Un des paradoxes de l’œuvre est que, compte tenu de
l’époque, elle parvient en priorité à un public encore restreint de lettrés,
alors qu’elle puise dans les contes populaires ou les romans de chevalerie –
notamment le cycle du ROI ARTHUR et la conquête du Graal.
Ces géants ne sont pas des ogres cruels. Ils sont
débonnaires et gloutons. Le nom de GARGANTUA ne vient-il pas en
écho de GARGAN, une bienveillante divinité gauloise en remontant au
temps des mégalithes dressés et des cultes de la fécondité ? Bien des
lieux et des monts en France portent ce nom, que le catholicisme a, selon les
cas, diabolisés ou – au contraire – rattachés à la légende de l’archange SAINT MICHEL. Plus près de nous, le rapprochement n’a pas manqué avec
le personnage d’OBÉLIX et avec son interprète
au cinéma : corpulence, ripaille, menhir, Dive bouteille… l’énumération
pourrait se poursuivre.

* ENREGISTREMENTS *

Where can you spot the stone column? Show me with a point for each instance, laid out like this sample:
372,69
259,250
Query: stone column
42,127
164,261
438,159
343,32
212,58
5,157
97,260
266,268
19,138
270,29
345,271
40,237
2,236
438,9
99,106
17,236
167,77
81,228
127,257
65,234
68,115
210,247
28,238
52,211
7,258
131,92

* ACTIONS DEMANDÉES *
- 1) D'après le passage sur Gargantua, à quel public l'œuvre parvient-elle en priorité ?
- 2) Énumérez tout ce que le passage sur Gargantua cite pour rapprocher ces géants du personnage d'Obélix.
- 3) Recopiez mot pour mot, dans le passage sur Gargantua, tout ce qui va de « Un des paradoxes » jusqu'à « conquête du Graal. ».
Vous n'avez pas besoin des enregistrements.

* SOLUTIONS *
- 1) À un public encore restreint de lettrés.

- 2) Corpulence, ripaille, menhir, Dive bouteille.

- 3)
Un des paradoxes de l’œuvre est que, compte tenu de
l’époque, elle parvient en priorité à un public encore restreint de lettrés,
alors qu’elle puise dans les contes populaires ou les romans de chevalerie –
notamment le cycle du ROI ARTHUR et la conquête du Graal.